■ **REQUIREMENTS**
Pull out every line of the listing below that contains the word "visor", and copy each one in full. Case matters when matching.

+++ RECORD EXCERPTS +++

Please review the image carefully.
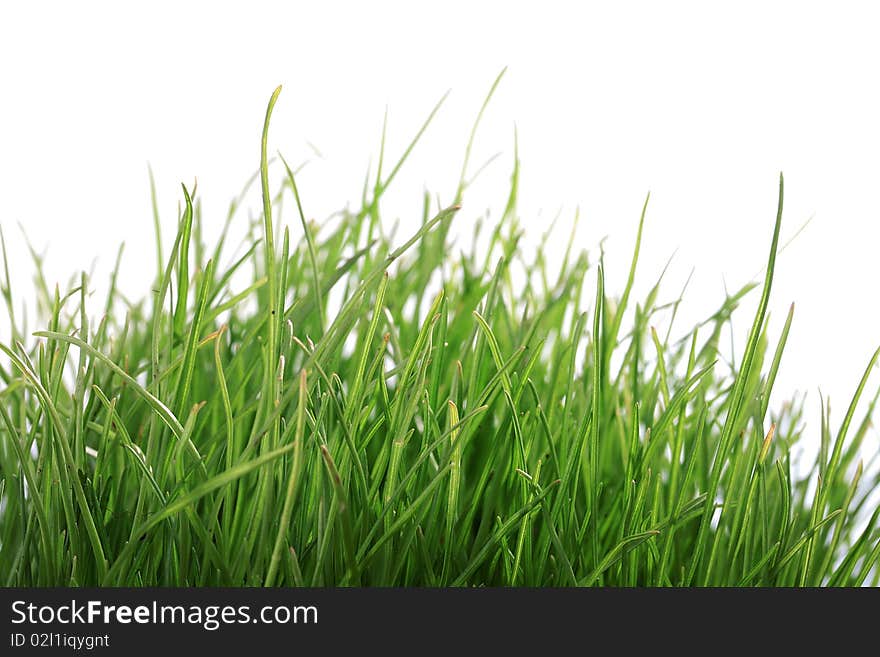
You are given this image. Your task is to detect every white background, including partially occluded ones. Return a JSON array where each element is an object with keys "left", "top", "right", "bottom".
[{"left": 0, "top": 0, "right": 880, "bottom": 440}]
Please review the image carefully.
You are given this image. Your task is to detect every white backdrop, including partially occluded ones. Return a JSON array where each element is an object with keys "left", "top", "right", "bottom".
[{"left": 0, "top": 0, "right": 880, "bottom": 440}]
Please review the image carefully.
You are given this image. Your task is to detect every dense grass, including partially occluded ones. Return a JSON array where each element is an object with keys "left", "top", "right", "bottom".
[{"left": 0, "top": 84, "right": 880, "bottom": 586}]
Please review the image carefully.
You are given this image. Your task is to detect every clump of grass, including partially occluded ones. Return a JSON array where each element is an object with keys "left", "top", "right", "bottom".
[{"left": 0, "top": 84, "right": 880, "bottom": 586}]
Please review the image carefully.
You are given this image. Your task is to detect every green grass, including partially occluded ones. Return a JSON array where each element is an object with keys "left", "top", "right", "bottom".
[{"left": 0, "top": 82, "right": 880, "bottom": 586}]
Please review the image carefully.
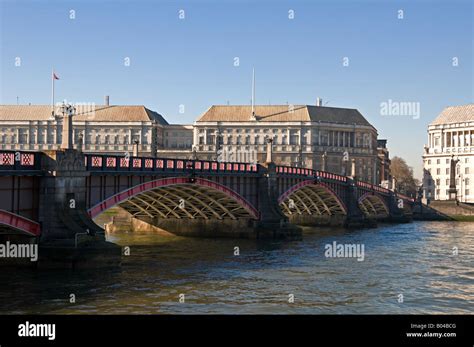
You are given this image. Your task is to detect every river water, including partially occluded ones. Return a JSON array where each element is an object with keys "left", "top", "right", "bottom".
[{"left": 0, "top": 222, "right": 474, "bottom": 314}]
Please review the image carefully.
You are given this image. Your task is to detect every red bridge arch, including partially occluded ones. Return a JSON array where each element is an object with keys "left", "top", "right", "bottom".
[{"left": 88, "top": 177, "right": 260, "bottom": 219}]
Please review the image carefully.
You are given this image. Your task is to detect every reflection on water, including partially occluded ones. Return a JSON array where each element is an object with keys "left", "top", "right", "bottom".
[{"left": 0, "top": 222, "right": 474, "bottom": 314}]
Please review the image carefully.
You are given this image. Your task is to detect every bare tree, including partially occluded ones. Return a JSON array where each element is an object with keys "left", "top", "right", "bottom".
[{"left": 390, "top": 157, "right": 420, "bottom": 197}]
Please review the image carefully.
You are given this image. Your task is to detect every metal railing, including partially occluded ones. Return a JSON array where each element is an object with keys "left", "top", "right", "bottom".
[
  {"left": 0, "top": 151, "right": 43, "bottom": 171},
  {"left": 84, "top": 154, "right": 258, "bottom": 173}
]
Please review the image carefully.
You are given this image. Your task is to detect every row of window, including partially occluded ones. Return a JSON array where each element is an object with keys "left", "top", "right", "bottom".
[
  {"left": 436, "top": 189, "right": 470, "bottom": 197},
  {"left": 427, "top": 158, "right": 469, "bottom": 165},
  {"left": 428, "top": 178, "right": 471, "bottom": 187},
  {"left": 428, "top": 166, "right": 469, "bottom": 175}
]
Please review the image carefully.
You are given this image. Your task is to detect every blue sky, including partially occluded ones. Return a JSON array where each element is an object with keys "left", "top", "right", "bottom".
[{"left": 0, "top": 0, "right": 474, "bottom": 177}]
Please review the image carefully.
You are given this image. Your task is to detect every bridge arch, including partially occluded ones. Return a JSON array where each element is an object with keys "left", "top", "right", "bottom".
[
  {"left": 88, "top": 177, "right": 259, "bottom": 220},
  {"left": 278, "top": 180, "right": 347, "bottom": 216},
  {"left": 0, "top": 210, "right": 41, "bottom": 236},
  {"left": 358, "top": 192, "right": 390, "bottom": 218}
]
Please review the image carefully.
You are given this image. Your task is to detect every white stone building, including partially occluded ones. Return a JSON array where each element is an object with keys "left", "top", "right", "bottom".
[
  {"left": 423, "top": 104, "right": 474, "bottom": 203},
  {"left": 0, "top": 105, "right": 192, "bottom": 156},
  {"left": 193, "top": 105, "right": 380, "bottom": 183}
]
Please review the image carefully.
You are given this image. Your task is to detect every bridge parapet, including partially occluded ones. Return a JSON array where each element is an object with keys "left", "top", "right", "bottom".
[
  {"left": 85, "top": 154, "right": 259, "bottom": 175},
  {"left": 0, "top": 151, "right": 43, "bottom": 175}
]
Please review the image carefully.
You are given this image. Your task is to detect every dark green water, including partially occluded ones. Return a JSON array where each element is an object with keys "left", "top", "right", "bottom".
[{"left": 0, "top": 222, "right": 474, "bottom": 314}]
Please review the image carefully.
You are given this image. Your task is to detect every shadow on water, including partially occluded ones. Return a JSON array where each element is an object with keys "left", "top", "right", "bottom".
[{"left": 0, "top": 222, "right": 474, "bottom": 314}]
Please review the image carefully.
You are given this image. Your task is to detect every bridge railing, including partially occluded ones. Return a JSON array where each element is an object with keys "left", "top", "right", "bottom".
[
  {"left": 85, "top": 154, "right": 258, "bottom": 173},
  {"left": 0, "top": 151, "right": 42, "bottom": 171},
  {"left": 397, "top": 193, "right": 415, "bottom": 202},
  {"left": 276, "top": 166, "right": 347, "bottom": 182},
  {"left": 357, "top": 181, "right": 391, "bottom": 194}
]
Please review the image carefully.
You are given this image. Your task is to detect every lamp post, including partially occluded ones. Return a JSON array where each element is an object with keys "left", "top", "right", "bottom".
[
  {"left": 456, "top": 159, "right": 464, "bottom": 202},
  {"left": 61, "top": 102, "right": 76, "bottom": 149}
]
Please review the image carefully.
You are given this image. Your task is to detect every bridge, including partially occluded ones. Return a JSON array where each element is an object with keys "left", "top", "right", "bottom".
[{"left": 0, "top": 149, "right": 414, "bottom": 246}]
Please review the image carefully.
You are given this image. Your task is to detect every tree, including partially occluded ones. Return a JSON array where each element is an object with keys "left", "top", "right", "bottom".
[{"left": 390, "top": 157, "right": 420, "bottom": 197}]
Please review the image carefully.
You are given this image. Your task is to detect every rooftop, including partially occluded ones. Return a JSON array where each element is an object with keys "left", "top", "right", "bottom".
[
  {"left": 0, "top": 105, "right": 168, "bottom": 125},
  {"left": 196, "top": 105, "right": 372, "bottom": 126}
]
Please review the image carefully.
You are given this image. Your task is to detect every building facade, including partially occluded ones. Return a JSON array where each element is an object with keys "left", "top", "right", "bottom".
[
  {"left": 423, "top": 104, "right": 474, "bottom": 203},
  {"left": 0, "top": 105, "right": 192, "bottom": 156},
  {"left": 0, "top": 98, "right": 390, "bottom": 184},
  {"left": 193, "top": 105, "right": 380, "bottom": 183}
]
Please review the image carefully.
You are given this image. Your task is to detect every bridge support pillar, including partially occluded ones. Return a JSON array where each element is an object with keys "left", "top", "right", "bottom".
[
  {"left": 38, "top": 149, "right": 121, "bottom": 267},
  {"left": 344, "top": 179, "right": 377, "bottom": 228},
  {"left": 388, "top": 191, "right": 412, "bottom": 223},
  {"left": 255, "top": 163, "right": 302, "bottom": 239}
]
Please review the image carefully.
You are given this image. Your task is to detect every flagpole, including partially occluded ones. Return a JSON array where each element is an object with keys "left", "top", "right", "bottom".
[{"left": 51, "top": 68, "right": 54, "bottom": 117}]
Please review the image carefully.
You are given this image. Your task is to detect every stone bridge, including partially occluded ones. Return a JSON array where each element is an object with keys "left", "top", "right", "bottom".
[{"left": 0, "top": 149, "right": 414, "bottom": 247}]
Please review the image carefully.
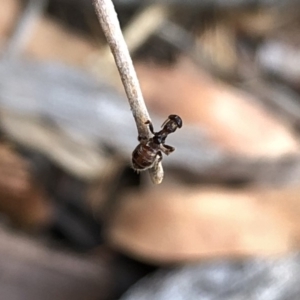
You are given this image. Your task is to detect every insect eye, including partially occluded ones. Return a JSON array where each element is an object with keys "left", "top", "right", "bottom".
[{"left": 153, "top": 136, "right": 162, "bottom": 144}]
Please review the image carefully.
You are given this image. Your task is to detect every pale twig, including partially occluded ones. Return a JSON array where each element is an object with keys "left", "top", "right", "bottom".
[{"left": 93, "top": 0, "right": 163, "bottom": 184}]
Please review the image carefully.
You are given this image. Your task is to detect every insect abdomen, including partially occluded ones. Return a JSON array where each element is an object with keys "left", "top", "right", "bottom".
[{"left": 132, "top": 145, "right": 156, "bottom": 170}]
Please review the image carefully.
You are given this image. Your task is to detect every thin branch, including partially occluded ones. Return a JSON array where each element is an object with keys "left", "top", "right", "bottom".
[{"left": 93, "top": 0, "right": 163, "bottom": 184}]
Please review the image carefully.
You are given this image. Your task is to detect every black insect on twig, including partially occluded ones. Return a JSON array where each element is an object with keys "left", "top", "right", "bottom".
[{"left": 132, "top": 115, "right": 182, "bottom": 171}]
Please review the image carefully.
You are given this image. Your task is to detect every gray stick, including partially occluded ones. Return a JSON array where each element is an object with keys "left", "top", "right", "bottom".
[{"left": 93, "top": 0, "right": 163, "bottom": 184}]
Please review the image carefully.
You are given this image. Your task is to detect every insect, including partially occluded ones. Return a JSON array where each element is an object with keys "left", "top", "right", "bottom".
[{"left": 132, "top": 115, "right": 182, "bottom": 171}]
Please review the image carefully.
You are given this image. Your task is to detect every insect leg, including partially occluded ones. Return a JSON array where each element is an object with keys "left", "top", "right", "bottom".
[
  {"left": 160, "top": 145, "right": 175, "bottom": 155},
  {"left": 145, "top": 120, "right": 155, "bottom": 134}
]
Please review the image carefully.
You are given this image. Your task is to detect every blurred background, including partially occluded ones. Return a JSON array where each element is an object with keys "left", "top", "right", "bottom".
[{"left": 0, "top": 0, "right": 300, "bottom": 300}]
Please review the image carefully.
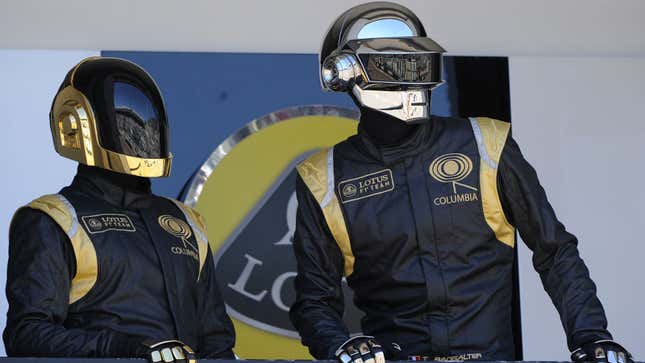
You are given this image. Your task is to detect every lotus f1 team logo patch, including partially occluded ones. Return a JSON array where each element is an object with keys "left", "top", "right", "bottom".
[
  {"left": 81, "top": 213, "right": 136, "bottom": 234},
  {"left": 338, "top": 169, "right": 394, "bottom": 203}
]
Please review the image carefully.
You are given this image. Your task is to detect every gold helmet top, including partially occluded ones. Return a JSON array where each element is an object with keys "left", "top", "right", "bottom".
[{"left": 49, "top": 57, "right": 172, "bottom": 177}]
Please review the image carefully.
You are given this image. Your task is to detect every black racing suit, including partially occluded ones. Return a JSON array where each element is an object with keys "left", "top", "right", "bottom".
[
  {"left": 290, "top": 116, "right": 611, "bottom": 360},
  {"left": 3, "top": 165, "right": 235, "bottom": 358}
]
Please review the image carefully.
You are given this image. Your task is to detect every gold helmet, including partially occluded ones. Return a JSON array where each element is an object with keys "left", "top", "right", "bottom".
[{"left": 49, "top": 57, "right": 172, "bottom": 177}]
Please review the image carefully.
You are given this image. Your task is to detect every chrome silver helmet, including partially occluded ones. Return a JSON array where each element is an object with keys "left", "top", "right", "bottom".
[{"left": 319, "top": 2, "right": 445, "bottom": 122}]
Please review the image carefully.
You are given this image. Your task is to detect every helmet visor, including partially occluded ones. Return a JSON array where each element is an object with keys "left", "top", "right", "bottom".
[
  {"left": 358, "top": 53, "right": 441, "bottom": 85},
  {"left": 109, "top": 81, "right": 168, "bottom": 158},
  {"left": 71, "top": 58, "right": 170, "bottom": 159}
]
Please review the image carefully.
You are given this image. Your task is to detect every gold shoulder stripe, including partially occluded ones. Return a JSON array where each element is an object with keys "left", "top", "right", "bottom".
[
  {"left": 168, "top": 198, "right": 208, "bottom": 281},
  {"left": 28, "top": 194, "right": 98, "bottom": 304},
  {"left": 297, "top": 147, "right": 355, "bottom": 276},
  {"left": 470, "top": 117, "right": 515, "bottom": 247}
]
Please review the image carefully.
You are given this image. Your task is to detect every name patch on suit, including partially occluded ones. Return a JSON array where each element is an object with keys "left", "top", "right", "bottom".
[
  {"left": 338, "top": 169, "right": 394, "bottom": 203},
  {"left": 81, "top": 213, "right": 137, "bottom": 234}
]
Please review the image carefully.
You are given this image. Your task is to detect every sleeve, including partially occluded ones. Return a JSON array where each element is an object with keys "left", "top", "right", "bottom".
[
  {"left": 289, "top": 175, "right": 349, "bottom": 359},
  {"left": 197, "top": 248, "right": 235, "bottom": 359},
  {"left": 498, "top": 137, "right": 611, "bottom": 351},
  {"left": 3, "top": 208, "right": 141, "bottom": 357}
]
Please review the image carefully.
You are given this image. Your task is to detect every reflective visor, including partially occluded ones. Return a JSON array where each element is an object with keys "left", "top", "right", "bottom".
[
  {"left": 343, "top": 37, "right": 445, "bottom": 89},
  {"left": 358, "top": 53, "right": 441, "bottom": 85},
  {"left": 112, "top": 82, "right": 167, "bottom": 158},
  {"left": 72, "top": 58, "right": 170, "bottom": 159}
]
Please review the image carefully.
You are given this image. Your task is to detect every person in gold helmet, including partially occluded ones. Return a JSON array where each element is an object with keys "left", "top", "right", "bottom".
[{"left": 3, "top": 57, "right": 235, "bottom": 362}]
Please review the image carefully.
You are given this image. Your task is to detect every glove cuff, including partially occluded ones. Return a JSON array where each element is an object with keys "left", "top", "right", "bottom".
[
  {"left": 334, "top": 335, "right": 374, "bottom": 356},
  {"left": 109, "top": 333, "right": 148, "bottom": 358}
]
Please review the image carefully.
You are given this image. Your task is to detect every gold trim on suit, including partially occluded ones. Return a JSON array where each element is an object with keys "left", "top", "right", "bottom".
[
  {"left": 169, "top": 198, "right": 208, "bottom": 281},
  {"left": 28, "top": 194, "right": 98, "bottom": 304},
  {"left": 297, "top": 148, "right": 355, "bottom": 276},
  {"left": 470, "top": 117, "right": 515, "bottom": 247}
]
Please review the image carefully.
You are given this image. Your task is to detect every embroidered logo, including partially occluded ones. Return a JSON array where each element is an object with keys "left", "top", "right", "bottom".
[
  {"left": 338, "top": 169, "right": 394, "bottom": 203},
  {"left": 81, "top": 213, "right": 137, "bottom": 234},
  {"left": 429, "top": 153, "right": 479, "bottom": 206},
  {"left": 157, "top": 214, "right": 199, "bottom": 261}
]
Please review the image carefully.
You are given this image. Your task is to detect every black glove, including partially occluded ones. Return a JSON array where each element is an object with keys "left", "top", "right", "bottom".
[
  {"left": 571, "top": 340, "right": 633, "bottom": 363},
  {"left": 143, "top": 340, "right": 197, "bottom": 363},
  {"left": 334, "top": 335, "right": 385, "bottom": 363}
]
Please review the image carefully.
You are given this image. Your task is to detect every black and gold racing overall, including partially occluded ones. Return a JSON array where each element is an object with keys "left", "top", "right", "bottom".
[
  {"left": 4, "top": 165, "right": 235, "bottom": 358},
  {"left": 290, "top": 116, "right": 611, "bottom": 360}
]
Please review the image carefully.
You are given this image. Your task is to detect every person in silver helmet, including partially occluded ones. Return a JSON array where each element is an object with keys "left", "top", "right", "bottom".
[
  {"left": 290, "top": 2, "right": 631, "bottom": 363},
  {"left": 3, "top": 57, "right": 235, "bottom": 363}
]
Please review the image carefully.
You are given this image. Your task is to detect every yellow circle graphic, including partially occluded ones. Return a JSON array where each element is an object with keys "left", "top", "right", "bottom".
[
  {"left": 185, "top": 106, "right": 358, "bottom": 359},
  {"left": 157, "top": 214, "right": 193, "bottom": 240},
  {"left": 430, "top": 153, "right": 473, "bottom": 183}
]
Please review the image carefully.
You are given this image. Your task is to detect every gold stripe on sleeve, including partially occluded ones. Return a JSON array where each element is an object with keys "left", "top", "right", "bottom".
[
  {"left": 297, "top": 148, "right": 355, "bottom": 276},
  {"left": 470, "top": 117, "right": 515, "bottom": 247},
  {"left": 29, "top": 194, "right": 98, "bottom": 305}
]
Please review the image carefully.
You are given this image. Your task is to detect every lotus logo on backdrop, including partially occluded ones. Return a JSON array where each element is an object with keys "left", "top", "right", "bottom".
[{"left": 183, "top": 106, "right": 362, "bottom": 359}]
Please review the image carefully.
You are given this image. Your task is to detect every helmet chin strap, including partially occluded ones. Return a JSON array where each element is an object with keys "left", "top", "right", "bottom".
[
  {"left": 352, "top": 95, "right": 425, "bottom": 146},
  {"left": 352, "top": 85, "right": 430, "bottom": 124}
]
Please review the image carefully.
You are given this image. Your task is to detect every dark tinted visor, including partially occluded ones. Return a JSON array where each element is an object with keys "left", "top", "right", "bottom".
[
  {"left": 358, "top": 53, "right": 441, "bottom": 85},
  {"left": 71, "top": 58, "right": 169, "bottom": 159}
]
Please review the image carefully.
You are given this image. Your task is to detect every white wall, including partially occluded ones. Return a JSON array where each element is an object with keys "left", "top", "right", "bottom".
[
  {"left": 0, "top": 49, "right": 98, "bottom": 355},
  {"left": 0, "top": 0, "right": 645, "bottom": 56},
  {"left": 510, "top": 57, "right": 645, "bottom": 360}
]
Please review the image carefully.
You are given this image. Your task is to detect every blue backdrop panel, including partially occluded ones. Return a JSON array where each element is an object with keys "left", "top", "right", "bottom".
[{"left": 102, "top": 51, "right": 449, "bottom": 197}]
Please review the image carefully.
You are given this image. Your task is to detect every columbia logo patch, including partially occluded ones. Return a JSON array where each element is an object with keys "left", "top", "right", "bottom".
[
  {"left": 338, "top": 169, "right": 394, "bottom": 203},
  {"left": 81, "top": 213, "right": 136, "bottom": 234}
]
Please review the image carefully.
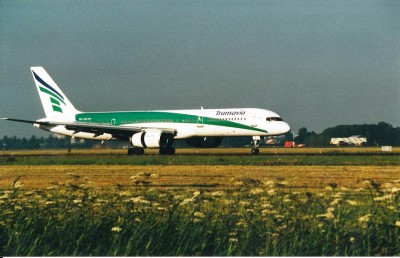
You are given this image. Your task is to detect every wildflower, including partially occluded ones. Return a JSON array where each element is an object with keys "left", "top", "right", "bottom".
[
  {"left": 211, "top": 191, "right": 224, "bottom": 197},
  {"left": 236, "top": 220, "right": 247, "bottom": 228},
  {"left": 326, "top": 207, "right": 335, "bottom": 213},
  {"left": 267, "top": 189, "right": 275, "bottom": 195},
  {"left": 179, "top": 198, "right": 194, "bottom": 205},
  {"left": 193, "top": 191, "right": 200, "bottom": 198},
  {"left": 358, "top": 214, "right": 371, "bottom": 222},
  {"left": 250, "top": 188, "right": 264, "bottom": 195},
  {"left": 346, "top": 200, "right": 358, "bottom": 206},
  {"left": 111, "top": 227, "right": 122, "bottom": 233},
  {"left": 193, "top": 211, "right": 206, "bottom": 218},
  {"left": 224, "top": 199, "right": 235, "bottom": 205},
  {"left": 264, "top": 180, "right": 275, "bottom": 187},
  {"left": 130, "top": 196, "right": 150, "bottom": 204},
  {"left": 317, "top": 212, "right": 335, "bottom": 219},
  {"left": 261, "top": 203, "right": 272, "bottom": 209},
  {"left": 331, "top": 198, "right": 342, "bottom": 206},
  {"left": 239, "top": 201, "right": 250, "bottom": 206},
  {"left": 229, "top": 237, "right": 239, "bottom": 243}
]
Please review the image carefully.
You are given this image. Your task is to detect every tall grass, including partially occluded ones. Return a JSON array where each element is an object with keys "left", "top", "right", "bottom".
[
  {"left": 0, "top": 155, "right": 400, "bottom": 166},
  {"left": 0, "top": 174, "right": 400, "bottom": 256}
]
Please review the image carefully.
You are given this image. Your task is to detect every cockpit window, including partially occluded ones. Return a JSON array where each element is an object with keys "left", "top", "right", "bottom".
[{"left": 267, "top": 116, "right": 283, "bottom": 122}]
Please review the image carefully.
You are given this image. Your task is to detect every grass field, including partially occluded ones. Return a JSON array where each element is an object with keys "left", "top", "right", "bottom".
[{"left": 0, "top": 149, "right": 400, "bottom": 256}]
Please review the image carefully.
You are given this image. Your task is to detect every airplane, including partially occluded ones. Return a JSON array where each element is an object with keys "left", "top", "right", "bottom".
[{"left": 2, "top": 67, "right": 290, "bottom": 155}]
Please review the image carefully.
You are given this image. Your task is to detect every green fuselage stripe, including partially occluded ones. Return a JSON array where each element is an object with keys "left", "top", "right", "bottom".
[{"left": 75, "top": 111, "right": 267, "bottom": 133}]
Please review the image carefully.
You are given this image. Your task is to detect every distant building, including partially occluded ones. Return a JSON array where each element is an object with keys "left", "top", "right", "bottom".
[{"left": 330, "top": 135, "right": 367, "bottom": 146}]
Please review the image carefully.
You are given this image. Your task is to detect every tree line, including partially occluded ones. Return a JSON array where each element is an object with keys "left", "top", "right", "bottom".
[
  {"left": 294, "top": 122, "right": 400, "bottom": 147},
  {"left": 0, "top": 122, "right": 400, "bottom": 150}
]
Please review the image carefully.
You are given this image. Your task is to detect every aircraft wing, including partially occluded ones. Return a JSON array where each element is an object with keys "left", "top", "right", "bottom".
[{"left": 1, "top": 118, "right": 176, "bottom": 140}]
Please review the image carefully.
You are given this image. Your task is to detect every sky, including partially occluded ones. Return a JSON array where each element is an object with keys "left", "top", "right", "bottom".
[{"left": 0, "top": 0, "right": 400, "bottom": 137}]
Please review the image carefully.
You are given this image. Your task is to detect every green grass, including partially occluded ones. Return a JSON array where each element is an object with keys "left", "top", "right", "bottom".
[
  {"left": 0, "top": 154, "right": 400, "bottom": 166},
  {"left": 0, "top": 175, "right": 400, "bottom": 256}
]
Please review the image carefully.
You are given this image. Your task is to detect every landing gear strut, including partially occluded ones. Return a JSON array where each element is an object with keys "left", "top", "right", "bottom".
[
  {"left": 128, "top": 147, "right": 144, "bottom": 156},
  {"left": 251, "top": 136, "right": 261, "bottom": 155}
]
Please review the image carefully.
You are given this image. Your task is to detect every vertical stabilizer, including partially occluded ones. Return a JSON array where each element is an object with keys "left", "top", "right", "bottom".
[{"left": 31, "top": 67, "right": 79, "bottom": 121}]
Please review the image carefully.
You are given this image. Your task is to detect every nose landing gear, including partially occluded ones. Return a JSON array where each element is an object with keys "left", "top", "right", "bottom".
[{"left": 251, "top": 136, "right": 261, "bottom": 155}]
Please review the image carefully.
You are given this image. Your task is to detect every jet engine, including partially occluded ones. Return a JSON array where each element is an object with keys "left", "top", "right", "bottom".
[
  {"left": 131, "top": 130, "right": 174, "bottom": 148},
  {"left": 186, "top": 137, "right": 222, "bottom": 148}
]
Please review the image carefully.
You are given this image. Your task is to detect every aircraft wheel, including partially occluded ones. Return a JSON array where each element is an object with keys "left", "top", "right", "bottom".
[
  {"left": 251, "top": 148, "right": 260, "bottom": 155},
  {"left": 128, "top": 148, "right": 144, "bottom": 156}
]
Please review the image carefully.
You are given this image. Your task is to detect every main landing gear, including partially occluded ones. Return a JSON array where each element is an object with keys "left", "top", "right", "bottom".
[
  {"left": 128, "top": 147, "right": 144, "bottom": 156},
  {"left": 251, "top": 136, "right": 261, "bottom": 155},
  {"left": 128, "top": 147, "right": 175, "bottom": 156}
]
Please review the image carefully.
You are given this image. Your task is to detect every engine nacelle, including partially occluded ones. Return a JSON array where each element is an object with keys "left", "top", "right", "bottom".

+++

■ **EXPECTED ANSWER**
You are given this image. Your task is to detect every helmet visor, including partially occluded ones. Return a JSON array where each element is an object with keys "left", "top", "right", "bottom".
You are given this image. Your task is to detect every reflective visor, including partially occluded ones. Return a JSON array where each element is an object with keys "left", "top", "right", "bottom".
You are given this image. Your task is to detect every dark tinted visor, including partially occluded ones. Return a JSON array where each element is an object with keys "left", "top", "right", "bottom".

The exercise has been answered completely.